> What needs to be done
Without changing anything, reproduce every record below.

> Data to process
┄┄┄┄┄┄┄┄┄┄

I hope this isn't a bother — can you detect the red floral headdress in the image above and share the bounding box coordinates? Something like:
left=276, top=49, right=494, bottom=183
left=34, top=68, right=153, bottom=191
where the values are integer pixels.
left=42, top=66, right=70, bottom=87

┄┄┄┄┄┄┄┄┄┄

> Solution
I hope this isn't a bother — can you detect the red floral headdress in the image above and share the bounding box coordinates? Something like:
left=276, top=49, right=494, bottom=183
left=34, top=68, right=153, bottom=191
where the values are integer pixels.
left=42, top=66, right=70, bottom=87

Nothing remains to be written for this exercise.